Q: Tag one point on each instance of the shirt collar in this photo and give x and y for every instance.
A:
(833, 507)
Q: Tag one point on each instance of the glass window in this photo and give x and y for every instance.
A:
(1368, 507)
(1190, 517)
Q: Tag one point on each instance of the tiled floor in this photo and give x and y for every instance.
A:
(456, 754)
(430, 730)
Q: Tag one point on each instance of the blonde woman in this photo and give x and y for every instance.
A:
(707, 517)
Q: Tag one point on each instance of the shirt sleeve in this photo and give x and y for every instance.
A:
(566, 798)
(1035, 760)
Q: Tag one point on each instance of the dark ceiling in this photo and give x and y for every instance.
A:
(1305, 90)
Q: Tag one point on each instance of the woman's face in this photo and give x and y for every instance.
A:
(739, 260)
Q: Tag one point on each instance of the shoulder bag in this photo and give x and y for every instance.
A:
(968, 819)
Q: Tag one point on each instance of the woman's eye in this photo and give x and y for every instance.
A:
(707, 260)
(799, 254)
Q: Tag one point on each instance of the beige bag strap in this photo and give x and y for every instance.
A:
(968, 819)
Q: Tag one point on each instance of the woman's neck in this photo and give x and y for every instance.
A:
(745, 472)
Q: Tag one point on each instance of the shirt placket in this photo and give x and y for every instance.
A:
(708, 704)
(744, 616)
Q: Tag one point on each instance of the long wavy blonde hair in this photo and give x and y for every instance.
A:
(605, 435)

■ ■ ■

Task details - Give the listing above again, word for word.

Your response -
Q: Tag one point on each instance of the shirt collar in this photo and give x and y for every instance.
A:
(833, 507)
Q: Tag one point on each instance of the glass window in this photo and give x and y for every instance.
A:
(1368, 507)
(1190, 517)
Q: Tag one point on each instance of the tiled floor in this photo and give x and y for every instance.
A:
(456, 754)
(430, 730)
Q: Tag one point on each instance of the blonde woman in this photo and give x and y for every instance.
A:
(707, 517)
Q: Tag one point on each instance of the shirt sleeve in this photo and give x and y for every instance.
A:
(566, 798)
(1035, 760)
Q: Tag one point on each instance of the dark ceiling in this photo and give x and y for every instance.
A:
(1305, 90)
Q: Tag one point on each instance of the woman's face in this photo and give x and y for every instance.
A:
(739, 260)
Q: Tag one point on each instance of the shoulder bag in this photo and give x and y for every instance.
A:
(968, 819)
Q: Tag one point on each instance of the woman's eye in this photo and give x and y for every instance.
A:
(707, 260)
(799, 254)
Q: Tag one point on each instance of the beige bag strap in this photo and give x and y for every instance.
A:
(968, 819)
Q: Tag one point on each instance of the woman's neck in this photo and give x and y for every instance.
A:
(745, 472)
Q: Tag one point on each instance of the shirt placket in this photo and give x and y for every instance.
A:
(708, 704)
(744, 616)
Q: Tag one point on each instance of the long wavy blonde hair in this photo and give x and y for every instance.
A:
(605, 435)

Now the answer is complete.